* BEGIN SUPPLIED PASSAGE *
For walking the guest's page tables, yes, there're only very few
use cases. Most of them are used in nested virtualization and XEN.

> Given that, I really wonder why this needs to happen in the kernel.
> Userspace has all the required information to interrupt a vcpu and
> walk its current context, without any additional kernel support. What
> are the bits here that cannot be implemented anywhere else?
>

Thanks for pointing this out, I agree with your opinion.
Whether it's walking guest's contexts or performing an unwind,
user space can indeed accomplish these tasks.
The only reasons I see for implementing them in the kernel are performance
and the access to a broader range of PMU events.

Consider if I were to implement these functionalities in userspace:
I could have `perf kvm` periodically access the guest through the KVM API
to retrieve the necessary information. However, interrupting a VCPU
through the KVM API from user space might introduce higher latency
(not tested specifically), and the overhead of syscalls could also
limit the sampling frequency.

Additionally, it seems that user space can only interrupt the VCPU
at a certain frequency, without harnessing the richness of the PMU's
performance events. And if we incorporate the logic into the kernel,
`perf kvm` can bind to various PMU events and sample with a faster
performance in PMU interrupts.
* END SUPPLIED PASSAGE *
* _SHORT EXERCISE A_:
Answer these questions from the perf kvm reply, one line each.
(i) In what settings does the reply say most uses of walking a guest's page tables occur?
(ii) What two reasons does the reply give for putting this work in the kernel?
(iii) Besides latency, what might limit the sampling frequency if `perf kvm` did this from user space?
* _SHORT EXERCISE B_:
Please write the next paragraph of the perf kvm reply, picking up after its final sentence.
* BEGIN DATA SHOWN *
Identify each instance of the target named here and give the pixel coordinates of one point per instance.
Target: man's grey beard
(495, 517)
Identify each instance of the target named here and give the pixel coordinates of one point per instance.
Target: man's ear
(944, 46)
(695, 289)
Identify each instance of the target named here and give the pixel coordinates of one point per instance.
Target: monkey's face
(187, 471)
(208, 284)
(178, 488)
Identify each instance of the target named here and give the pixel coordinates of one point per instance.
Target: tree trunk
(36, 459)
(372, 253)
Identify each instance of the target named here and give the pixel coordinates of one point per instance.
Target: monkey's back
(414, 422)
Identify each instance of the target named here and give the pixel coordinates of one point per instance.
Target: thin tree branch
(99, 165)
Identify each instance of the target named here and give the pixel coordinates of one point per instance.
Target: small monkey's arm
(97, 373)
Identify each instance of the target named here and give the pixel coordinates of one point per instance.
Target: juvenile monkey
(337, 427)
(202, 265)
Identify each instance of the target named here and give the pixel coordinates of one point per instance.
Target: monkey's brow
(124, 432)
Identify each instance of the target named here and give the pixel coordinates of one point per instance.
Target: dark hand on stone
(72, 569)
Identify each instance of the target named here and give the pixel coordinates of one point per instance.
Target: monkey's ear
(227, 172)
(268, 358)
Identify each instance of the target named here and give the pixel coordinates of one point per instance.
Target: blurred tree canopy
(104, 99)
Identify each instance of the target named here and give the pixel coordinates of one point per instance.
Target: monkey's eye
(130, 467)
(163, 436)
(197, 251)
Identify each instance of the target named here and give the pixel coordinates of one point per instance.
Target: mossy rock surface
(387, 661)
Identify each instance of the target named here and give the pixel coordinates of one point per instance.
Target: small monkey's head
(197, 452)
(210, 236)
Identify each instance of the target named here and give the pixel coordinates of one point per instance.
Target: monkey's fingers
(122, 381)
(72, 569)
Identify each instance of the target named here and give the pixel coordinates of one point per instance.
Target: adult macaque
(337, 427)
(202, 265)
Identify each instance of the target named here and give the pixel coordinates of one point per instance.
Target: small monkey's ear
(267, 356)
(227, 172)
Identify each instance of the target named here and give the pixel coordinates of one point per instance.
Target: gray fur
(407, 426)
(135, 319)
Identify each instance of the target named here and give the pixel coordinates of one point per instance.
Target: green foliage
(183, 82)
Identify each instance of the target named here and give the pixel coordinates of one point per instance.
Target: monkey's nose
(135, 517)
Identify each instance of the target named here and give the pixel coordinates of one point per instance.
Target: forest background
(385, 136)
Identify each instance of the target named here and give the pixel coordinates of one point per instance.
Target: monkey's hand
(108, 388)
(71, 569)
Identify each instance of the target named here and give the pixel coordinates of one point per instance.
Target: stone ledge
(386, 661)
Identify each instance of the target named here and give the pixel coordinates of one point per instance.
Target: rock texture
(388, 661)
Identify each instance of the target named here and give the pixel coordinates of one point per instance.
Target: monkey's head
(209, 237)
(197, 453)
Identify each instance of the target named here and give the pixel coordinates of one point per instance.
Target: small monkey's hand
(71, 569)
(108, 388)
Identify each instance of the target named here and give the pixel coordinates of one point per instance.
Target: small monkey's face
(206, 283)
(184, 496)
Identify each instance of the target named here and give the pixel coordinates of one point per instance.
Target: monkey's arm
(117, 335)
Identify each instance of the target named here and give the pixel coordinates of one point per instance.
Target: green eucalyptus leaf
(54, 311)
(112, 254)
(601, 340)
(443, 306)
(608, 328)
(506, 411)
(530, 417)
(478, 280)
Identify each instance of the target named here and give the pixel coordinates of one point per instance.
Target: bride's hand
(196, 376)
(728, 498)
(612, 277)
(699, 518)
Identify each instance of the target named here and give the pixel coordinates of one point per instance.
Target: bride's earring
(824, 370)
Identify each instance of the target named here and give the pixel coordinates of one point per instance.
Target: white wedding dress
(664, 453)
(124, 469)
* END DATA SHOWN *
* _EXPECTED OUTPUT A_:
(i) Nested virtualization and XEN.
(ii) Performance and access to a broader range of PMU events.
(iii) The overhead of syscalls.

* _EXPECTED OUTPUT B_:
So, it appears to be a tradeoff -- whether it's necessary to introduce
more complexity in the kernel to gain access to a broader range and more
precise performance data with less overhead. In my current use case,
I just require simple periodic sampling, which is sufficient for me,
so I'm open to both approaches.

> > Tianyi Liu (5):
> >   KVM: Add arch specific interfaces for sampling guest callchains
> >   perf kvm: Introduce guest interfaces for sampling callchains
> >   KVM: implement new perf interfaces
> >   perf kvm: Support sampling guest callchains
> >   perf tools: Support PERF_CONTEXT_GUEST_* flags
> >
> >  arch/arm64/kvm/arm.c                | 17 +++++++++
> 
> Given that there is more to KVM than just arm64 and x86, I suggest
> that you move the lack of support for this feature into the main KVM
> code.

Currently, sampling for KVM guests is only available for the guest's
instruction pointer, and even the support is limited, it is available
on only two architectures (x86 and arm64). This functionality relies on
a kernel configuration option called `CONFIG_GUEST_PERF_EVENTS`,
which will only be enabled on x86 and arm64.
Within the main KVM code, these interfaces are enclosed within
`#ifdef CONFIG_GUEST_PERF_EVENTS`. Do you think these are enough?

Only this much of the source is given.